■ Alıştırmalar ve Görevler:
1/ Metin parçasındaki “Size Pandispanya Yaptım, geçmiş” ifadesinden “kabullenişler eşlik etmektedir.” ifadesine kadar olan bölümü hiçbir değişiklik yapmadan çoğaltın.
2/ Metin parçasına göre Mario Levi nasıl bir çocuktur?

■ Metin Parçası:
Size Pandispanya Yaptım, geçmiş zamanın izini süren bir roman. Marcel Proust gibi, Mario Levi de çocukluğunun derinliklerine doğru esaslı bir yolculuğa çıkıyor. Hatıralarının en kuytu köşelerinden bulup çıkardığı zengin tatlarla bize eşsiz ziyafet sofraları kuruyor. Proust gibi hasta değildir, ama o da sessiz, yalnız ve mutsuz bir çocuktur. Dolayısıyla maziyi yeniden kurup şekillendirişinde yer yer Proust’unkine benzer hassasiyetler ve ince dikkatler göze çarpmaktadır. Çok daha önemlisi, Levi bu romanında, daha önceki eserlerini çepeçevre kuşatmış olan “kızgın ve huzursuz” ruh halinden epeyce kurtulmuş görünmektedir. Elbette, yine arka taraflardan hüzün melodileri duyulmaktadır, fakat bunlara artık, öfkeler, dargınlıklar ve kırgınlıklardan daha çok, buruk gülümsemeler ve anlayışlı kabullenişler eşlik etmektedir.

[Toplanan veriler]
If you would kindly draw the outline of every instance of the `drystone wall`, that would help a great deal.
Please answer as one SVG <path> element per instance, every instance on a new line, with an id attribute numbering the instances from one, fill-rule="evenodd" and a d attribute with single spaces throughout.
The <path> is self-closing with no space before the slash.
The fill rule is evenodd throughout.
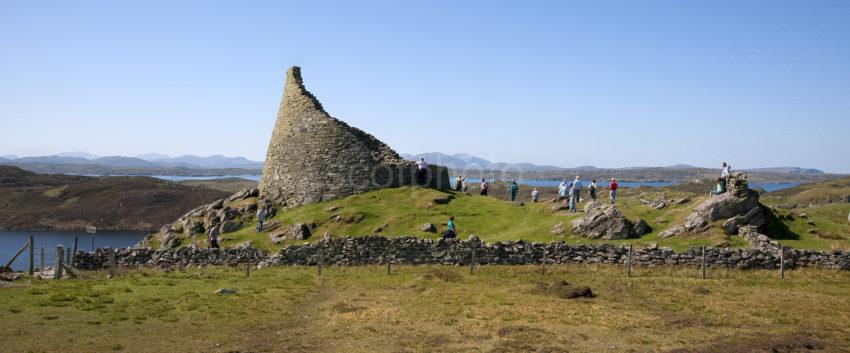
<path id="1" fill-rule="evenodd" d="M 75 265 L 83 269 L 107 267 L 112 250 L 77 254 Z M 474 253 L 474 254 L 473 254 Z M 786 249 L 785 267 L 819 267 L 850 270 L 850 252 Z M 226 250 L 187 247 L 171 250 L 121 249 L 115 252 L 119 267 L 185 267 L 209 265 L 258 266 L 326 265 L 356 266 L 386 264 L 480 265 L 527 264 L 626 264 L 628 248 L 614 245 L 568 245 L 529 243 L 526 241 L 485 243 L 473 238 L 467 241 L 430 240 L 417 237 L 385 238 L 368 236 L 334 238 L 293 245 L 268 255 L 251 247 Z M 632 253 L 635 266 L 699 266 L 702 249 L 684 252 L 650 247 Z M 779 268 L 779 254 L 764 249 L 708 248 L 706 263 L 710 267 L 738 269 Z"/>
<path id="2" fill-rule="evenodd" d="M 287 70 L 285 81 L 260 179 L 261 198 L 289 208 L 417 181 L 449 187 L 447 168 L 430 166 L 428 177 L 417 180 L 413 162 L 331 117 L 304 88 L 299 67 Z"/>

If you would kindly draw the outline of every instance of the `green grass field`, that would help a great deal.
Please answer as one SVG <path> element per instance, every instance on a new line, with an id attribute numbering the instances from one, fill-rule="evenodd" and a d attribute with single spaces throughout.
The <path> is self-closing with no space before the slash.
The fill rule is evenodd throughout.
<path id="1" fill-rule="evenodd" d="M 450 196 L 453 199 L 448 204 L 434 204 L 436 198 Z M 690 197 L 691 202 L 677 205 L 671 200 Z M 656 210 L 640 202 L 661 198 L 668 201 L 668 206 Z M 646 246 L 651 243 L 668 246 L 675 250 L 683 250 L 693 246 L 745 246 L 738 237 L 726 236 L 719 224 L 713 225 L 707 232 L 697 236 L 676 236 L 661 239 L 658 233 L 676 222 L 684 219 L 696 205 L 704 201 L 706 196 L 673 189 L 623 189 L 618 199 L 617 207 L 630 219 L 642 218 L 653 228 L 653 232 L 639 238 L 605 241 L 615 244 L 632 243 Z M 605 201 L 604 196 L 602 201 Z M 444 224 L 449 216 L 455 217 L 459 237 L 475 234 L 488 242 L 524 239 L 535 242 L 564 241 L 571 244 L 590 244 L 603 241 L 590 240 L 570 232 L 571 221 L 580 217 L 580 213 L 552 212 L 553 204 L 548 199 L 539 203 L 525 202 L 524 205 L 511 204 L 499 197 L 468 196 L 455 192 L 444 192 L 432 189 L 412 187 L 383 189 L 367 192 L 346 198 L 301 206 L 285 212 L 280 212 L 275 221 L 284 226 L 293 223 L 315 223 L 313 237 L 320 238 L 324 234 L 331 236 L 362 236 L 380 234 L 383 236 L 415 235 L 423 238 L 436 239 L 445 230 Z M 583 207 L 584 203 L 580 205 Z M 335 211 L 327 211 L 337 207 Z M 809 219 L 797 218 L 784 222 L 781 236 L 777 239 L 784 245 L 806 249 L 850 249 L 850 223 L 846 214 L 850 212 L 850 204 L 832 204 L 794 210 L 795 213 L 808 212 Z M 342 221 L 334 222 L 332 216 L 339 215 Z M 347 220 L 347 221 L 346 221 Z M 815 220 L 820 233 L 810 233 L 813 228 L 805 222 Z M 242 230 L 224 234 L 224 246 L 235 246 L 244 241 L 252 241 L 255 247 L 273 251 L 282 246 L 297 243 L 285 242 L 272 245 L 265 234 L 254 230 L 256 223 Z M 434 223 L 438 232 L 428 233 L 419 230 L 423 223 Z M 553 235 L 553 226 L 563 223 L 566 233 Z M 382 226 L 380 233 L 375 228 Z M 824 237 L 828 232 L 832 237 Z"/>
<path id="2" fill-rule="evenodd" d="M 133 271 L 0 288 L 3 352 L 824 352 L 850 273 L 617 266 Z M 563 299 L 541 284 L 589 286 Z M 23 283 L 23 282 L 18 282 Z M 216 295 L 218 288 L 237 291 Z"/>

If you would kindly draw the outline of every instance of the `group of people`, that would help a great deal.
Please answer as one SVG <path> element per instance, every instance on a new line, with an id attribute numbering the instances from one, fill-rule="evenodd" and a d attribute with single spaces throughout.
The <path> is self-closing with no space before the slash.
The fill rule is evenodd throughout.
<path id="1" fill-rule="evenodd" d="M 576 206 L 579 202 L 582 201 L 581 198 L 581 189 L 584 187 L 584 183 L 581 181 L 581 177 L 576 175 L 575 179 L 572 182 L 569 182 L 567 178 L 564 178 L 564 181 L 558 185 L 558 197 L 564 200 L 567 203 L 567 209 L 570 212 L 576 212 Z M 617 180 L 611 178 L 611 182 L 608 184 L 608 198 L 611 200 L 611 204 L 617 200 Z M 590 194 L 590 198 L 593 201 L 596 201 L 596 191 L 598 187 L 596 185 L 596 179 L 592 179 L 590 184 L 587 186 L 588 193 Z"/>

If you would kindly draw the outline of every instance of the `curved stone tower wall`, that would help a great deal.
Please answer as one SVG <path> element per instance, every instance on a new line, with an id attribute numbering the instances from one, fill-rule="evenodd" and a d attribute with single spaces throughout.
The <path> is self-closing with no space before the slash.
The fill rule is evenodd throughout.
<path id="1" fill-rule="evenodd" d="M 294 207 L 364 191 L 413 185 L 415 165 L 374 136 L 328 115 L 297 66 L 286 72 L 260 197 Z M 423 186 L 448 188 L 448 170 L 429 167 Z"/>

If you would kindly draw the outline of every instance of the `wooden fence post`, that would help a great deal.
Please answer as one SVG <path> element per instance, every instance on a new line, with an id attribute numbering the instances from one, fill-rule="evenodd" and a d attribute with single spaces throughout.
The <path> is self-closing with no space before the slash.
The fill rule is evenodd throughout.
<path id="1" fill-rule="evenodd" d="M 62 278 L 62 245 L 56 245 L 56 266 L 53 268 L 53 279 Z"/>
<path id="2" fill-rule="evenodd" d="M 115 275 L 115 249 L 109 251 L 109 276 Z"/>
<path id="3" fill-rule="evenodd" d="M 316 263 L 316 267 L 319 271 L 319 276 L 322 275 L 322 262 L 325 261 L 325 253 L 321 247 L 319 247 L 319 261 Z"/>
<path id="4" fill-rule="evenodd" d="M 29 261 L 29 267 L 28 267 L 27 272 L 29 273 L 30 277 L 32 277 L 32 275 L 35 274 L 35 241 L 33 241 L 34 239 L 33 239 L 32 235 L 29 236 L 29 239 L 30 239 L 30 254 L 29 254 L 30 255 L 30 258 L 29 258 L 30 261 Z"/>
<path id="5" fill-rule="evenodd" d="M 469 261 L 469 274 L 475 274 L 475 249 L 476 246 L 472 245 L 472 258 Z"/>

■ Çözümlü Yanıtlar:
1/
Size Pandispanya Yaptım, geçmiş zamanın izini süren bir roman. Marcel Proust gibi, Mario Levi de çocukluğunun derinliklerine doğru esaslı bir yolculuğa çıkıyor. Hatıralarının en kuytu köşelerinden bulup çıkardığı zengin tatlarla bize eşsiz ziyafet sofraları kuruyor. Proust gibi hasta değildir, ama o da sessiz, yalnız ve mutsuz bir çocuktur. Dolayısıyla maziyi yeniden kurup şekillendirişinde yer yer Proust’unkine benzer hassasiyetler ve ince dikkatler göze çarpmaktadır. Çok daha önemlisi, Levi bu romanında, daha önceki eserlerini çepeçevre kuşatmış olan “kızgın ve huzursuz” ruh halinden epeyce kurtulmuş görünmektedir. Elbette, yine arka taraflardan hüzün melodileri duyulmaktadır, fakat bunlara artık, öfkeler, dargınlıklar ve kırgınlıklardan daha çok, buruk gülümsemeler ve anlayışlı kabullenişler eşlik etmektedir.

2/ Sessiz, yalnız ve mutsuz bir çocuktur.